Aim 1:
Write out the passage of the TV series excerpt starting at "The last season" and ending at "sacrifice their lives.".
Aim 2:
Decide whether each statement agrees with the TV series excerpt, answering yes or no and quoting the deciding words: (a) Captain Chandler was at first shown as a mourning husband. (b) The crew's loss of family and friends has weakened their bonds. (c) The writer compares the crew to the Star Trek franchise.

Source excerpt:
►

The last season or two has slipped into a more formulaic format than the first two. As Captain Chandler has transformed from a vulnerable father and mourning husband struggling with the consequences and costs of leadership into your standard hulked-out action hero, the show has wandered away from its philosophical exploration of existential and ethical dilemmas and lost some of its emotional weight.

But one element that continues to appeal to me is the family-like nature of the crew. The ship has become more of home to the crew than the ones they left behind in the U.S. and their loss of personal family and friends has only strengthened their bonds. Their crewmates and their mission has become their top priority—for both of which they are willing to sacrifice their lives.

As in the Fast and Furious franchise, this element strikes a chord with me because it provides some food for thought when it comes to the kind of family-bond and mission Jesus calls us to.

◄

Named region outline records
►

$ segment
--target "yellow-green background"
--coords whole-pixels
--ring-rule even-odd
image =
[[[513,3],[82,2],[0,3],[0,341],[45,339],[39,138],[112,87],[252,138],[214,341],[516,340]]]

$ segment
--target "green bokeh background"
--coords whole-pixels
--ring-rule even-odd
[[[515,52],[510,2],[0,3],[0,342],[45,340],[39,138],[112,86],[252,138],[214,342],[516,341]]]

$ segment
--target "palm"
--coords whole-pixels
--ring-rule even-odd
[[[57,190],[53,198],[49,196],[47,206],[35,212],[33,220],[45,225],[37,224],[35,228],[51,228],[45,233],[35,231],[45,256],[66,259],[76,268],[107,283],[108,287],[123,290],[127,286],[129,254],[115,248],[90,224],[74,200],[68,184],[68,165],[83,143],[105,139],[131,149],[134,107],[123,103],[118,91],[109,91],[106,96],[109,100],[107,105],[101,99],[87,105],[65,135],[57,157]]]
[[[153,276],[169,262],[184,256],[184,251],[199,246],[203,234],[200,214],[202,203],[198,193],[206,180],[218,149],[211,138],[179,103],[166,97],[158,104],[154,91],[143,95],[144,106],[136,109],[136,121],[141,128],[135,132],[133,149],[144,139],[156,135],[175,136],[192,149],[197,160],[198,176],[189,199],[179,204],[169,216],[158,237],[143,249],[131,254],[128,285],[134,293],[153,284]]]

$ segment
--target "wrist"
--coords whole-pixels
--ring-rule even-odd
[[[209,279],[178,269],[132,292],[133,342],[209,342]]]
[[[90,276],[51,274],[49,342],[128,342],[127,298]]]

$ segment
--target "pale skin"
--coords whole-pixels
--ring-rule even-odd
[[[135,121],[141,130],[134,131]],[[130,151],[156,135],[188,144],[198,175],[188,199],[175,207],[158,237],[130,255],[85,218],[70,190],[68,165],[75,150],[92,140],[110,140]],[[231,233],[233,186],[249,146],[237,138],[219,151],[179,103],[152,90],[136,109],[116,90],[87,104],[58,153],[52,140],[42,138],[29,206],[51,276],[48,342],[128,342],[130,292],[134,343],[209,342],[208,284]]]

◄

Exercise result 1:
The last season or two has slipped into a more formulaic format than the first two. As Captain Chandler has transformed from a vulnerable father and mourning husband struggling with the consequences and costs of leadership into your standard hulked-out action hero, the show has wandered away from its philosophical exploration of existential and ethical dilemmas and lost some of its emotional weight.

But one element that continues to appeal to me is the family-like nature of the crew. The ship has become more of home to the crew than the ones they left behind in the U.S. and their loss of personal family and friends has only strengthened their bonds. Their crewmates and their mission has become their top priority—for both of which they are willing to sacrifice their lives.

Exercise result 2:
(a) Yes: "a vulnerable father and mourning husband"
(b) No: "their loss of personal family and friends has only strengthened their bonds"
(c) No: "As in the Fast and Furious franchise"